Extract every line of the listing below that contains the word "blue", treating uppercase and lowercase as different.

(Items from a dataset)
------------------------------------

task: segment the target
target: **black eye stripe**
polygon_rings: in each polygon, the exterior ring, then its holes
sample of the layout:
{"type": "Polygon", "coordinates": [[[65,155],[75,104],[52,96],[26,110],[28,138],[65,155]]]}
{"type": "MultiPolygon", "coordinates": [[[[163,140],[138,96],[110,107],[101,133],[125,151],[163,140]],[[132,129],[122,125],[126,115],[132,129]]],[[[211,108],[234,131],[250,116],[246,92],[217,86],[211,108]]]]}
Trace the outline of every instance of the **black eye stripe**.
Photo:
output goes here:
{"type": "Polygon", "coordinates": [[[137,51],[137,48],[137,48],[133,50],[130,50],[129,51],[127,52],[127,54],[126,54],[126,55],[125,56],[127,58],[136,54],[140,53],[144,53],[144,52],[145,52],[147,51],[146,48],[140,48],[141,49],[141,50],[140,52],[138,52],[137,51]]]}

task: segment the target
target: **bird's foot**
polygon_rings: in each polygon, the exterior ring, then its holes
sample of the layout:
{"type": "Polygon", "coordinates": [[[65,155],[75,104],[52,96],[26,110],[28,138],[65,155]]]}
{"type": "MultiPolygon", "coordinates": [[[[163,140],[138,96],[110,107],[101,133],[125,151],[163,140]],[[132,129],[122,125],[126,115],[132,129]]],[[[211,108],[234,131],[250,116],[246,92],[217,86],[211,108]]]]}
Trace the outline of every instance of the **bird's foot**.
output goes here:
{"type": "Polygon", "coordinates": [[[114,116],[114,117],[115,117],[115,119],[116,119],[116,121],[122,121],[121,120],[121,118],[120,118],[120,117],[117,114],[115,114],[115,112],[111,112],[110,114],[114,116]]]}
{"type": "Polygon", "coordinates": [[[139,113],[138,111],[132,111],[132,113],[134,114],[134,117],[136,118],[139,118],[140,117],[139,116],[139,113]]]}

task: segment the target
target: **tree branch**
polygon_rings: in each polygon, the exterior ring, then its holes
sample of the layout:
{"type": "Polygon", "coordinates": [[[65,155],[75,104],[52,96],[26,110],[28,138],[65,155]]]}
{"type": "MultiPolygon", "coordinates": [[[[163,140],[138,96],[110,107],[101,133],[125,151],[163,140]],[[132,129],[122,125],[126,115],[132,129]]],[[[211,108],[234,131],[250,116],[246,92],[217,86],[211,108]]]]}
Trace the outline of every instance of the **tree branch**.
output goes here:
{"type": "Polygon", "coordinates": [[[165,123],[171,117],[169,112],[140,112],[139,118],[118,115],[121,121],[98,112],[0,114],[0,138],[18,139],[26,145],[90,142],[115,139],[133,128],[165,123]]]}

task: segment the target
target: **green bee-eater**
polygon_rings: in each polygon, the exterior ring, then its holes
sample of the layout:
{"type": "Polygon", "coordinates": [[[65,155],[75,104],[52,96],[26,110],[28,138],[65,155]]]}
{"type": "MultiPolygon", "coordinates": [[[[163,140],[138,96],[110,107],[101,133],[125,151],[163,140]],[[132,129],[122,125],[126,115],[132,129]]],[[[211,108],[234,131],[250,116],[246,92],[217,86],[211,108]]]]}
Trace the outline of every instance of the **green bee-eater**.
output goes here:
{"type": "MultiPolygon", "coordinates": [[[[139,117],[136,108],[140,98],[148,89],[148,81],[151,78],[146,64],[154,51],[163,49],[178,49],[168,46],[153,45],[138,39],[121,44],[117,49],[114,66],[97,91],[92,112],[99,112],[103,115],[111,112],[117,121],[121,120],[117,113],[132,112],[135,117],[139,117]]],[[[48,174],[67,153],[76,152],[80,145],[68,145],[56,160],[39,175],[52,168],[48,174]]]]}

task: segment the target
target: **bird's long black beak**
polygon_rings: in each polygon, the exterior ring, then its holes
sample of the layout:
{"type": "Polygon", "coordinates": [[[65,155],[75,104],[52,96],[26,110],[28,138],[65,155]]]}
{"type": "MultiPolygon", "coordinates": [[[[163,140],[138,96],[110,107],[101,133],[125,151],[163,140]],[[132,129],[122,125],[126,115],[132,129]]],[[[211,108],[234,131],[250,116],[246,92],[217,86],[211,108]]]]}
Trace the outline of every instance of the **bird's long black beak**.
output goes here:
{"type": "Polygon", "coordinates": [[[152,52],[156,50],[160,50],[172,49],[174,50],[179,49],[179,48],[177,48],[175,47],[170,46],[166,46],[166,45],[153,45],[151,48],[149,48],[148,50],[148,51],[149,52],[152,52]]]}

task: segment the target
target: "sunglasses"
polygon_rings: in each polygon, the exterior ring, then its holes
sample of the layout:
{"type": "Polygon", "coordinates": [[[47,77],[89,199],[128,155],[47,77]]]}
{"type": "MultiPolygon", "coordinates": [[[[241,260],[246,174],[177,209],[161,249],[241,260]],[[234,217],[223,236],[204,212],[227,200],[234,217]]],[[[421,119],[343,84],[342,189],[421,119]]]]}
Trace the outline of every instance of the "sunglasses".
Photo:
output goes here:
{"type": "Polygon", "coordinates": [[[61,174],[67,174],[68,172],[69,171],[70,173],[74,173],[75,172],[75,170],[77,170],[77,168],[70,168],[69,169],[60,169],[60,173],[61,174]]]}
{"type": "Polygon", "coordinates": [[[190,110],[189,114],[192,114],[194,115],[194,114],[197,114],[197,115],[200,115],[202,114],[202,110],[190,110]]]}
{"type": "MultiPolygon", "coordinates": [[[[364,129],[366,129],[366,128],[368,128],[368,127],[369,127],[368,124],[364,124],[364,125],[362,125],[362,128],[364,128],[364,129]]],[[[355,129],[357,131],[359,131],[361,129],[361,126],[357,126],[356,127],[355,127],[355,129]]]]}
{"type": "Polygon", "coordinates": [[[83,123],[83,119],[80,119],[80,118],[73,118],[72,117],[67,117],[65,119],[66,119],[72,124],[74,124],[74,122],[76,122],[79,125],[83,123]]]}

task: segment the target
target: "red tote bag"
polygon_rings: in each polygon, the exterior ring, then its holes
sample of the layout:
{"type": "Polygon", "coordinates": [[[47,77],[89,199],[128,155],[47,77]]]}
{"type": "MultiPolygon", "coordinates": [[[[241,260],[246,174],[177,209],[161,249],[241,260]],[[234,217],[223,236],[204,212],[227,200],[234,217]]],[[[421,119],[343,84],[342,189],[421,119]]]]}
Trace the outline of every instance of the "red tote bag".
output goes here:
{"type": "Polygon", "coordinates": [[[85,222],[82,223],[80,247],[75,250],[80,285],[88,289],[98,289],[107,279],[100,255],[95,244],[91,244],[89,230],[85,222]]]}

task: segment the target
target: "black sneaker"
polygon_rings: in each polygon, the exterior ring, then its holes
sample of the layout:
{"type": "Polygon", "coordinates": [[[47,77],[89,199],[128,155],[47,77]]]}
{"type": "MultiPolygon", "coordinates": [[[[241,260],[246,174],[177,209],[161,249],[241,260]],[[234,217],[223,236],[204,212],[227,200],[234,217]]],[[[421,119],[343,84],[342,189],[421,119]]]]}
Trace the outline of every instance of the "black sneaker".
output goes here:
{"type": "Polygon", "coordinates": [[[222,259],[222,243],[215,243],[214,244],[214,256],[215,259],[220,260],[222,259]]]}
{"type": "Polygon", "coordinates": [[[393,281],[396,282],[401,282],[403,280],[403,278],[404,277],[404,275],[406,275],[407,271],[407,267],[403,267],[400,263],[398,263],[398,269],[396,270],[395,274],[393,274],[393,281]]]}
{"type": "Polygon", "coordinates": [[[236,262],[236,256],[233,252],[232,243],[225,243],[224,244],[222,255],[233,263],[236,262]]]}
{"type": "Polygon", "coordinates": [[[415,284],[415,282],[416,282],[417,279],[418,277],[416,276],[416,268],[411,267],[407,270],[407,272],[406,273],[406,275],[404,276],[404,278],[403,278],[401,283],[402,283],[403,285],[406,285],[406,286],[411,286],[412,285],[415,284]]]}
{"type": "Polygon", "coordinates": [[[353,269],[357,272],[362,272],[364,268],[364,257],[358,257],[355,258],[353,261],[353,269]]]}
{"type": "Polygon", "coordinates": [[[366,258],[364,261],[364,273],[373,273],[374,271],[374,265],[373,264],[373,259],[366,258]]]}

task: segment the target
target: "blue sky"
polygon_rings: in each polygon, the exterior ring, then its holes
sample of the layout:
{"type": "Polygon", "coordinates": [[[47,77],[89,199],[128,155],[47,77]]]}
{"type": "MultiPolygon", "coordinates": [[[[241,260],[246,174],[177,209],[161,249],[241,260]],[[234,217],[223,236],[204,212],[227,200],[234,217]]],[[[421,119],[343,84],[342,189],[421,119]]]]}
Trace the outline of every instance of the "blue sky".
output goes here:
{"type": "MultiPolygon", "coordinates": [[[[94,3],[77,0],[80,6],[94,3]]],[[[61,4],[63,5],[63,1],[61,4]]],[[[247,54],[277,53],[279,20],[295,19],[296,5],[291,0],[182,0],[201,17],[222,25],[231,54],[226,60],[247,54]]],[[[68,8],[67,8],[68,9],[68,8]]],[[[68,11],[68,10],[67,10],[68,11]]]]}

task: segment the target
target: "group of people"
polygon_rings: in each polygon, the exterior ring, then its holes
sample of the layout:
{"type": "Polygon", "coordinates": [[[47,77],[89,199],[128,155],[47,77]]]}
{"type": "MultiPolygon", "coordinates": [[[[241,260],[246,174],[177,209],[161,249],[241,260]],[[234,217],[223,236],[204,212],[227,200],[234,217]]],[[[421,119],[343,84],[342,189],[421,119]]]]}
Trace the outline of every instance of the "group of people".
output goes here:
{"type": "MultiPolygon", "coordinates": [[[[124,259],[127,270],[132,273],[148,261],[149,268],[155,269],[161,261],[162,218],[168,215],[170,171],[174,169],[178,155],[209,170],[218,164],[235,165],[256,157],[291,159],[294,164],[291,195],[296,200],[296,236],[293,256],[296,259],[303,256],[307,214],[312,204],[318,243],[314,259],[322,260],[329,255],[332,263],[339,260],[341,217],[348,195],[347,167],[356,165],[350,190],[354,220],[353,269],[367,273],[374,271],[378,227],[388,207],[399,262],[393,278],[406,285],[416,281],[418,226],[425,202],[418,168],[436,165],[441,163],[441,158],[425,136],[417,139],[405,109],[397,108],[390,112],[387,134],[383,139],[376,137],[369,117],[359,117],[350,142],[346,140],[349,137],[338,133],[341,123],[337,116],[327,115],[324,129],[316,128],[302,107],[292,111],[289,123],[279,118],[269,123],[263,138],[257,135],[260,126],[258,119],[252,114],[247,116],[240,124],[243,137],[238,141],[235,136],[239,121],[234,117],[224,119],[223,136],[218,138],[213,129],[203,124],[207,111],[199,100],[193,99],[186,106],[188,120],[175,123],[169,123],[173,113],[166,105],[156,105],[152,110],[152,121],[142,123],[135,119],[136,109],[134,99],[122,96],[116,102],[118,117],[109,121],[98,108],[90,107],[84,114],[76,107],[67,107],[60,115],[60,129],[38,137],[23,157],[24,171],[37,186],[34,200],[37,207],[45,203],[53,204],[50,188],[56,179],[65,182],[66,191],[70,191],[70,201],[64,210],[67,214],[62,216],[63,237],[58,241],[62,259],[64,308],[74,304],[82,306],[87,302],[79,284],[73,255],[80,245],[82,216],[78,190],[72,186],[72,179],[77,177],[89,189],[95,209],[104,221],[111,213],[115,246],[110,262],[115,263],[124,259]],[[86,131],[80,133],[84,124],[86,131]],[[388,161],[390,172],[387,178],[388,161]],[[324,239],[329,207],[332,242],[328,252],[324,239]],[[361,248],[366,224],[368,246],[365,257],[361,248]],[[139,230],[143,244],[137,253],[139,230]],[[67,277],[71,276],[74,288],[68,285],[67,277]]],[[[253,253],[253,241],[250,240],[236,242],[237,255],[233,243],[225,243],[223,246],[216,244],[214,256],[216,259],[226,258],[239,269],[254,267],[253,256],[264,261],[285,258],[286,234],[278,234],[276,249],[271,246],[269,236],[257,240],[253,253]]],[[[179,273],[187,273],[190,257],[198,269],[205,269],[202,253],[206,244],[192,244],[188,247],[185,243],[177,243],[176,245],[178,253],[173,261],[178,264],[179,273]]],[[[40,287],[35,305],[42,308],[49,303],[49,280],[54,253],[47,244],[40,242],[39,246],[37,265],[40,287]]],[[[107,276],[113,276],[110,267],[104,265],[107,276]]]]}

------------------------------------

Task solution:
target: "blue sky"
Trace the outline of every instance of the "blue sky".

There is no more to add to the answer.